1607.07155 - hassony2/inria-research-wiki GitHub Wiki

ECCV 2016

[1411.4038] A unified multi-scale deep convolutional neural network for fast object detection [PDF] [notes]

Zhaowei Cai, Quanfu Fan, Rogerio S. Feris, Nuno Vasconcelos

read 25/09/2017

Objective

Solve multi-class object detection when object can appear at various scales (detectors often miss small instances because of pooling operations which reduce small objects to basically nothing at the feature level)

Introduce MS-CNN specifically to treat those edge cases

MS-RCNN idea :

Train several complimentary detectors at different output layers to cover various scales.

Various scales match various conv layers which gave different recetpive field sizes.

Deconvolutional layers are introduces to increase the resolution of feature maps.

Synthesis

Previous approaches

An efficient way to cover multi-scale detection is to learn a single classifier and feed it several images rescaled with different ratios. This approach is costly as the classifier has to be run as many times as there are rescaled images.
- accurate
- slow
Apply several detectors each specialized on one specific scale detection
- not that accurate
- faster as features can be computed only once

Hybrid approaches

Compute features for small number of rescaled images and interpolate values for features at intermediate scales
- small accuracy decrease
- speed-up as features computed a small number of times
RPN : apply several models to the features to detect bounding boxes at various locations
- as unique set of features are used (matching a unique scale), it is not coherent for some detection sizes

MS-RCNN approach

Region Proposal Network

Use various conv layers that correspond to different receptive fields as input to shallow networks that output b bounding box coordinates for c number of classes at various localization and one score per class (with a number of localizations that match the resolution of the receptive field)

+--

**Given task 1**
Answer from the MS-CNN notes:
(a) Why do detectors often miss small object instances?
(b) What are the deconvolutional layers introduced to do?
(c) What makes feeding a single classifier several rescaled images costly?
**Given task 2**
Return the passage of the MS-CNN notes from "Train several complimentary" to "recetpive field sizes.", copied word for word.
**Given task 3**
Resume the MS-CNN notes after their final sentence.
The material after this point is separate from the MS-CNN notes.

**Provided material**

+--

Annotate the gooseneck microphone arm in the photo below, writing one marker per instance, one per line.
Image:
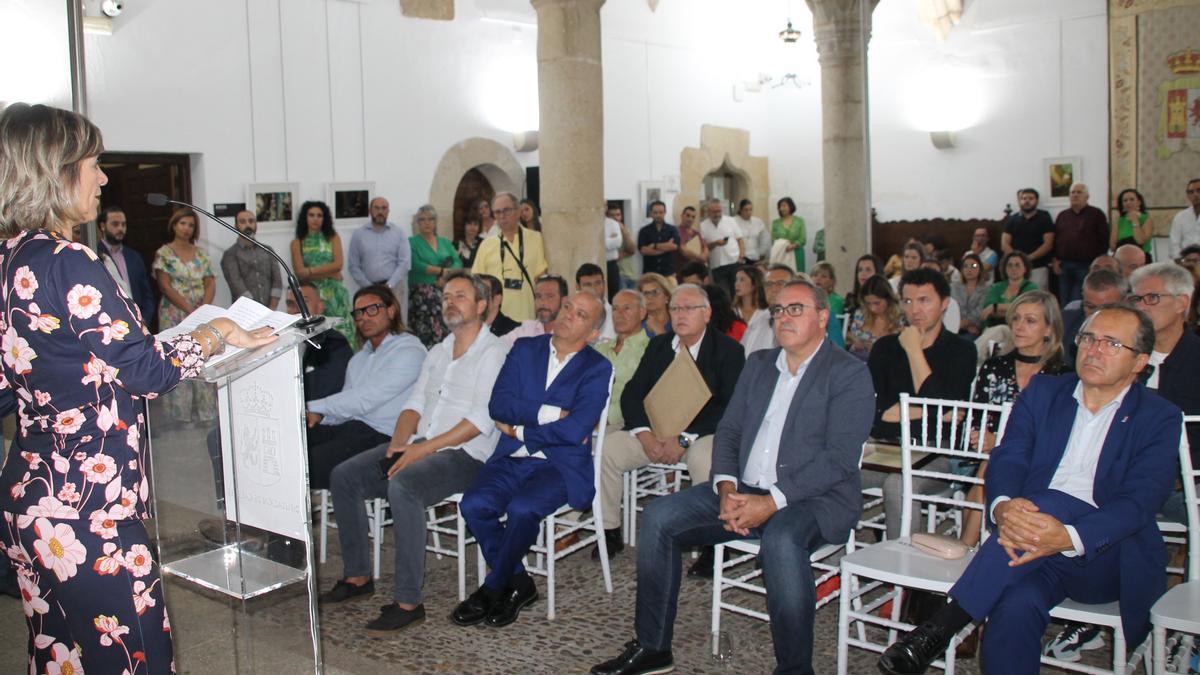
(307, 320)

+--

**Written response 1**
(a) Pooling operations reduce small objects to basically nothing at the feature level.
(b) They increase the resolution of feature maps.
(c) The classifier has to be run as many times as there are rescaled images.

**Written response 2**
Train several complimentary detectors at different output layers to cover various scales.

Various scales match various conv layers which gave different recetpive field sizes.

**Written response 3**
This gives different "detection branches" (detections computed from a single forward pass but with outputs that match different scales).

network-struct

All the parameters are learned during training

Loss

They use a multi-task loss:
- class loss that is a cross-entropy loss over the predicted class probabilities
- bounding box loss
  - smooth L1 penalization over the predicted coordinates and dimensions of the bounding box
  - only computed for positive samples (if max IoU with ground truth bounding boxes >= 0.5)
  - positive and negative samples are heavily unbalanced (more patches in natural images are background then objects) therefore hard negatives are mined by choosing a given number of samples with lowest detection scores

Object detection network

RPN could serve as detector, but is not strong enough as its sliding windows do not cover all object shapes.

Deconvolution is used to increase the precision of the feature maps (this is justified to increase resulotion in a faster and less memory-intensive way then increasing the input size (larger input image), deconvolution was compared with simple feature upsampling (which would be even faster with virtually no extra memory costs), and showed better performances. Note that the article reminds us that upsampling does not increase resolution of image details, instead it allows higher convolutional layers to respond stronger to small objects.
ROI pooling layer is added to extract features of fixed dimension (7x7x512) for both object (feature map crop centered and of object fixed size) and context (1.5 * larger crop representing context). Those two 7x7x512 features are stacked together to represent a context-aware detection feature. Context embedding almost doubles the number of parameters in the model, justifying the need for dimensionality reduction
Convolutional layer without padding is added to compress output to SxSx512 feature map
features are fed to fully connected layer and output layers (bounding box and class probabilities)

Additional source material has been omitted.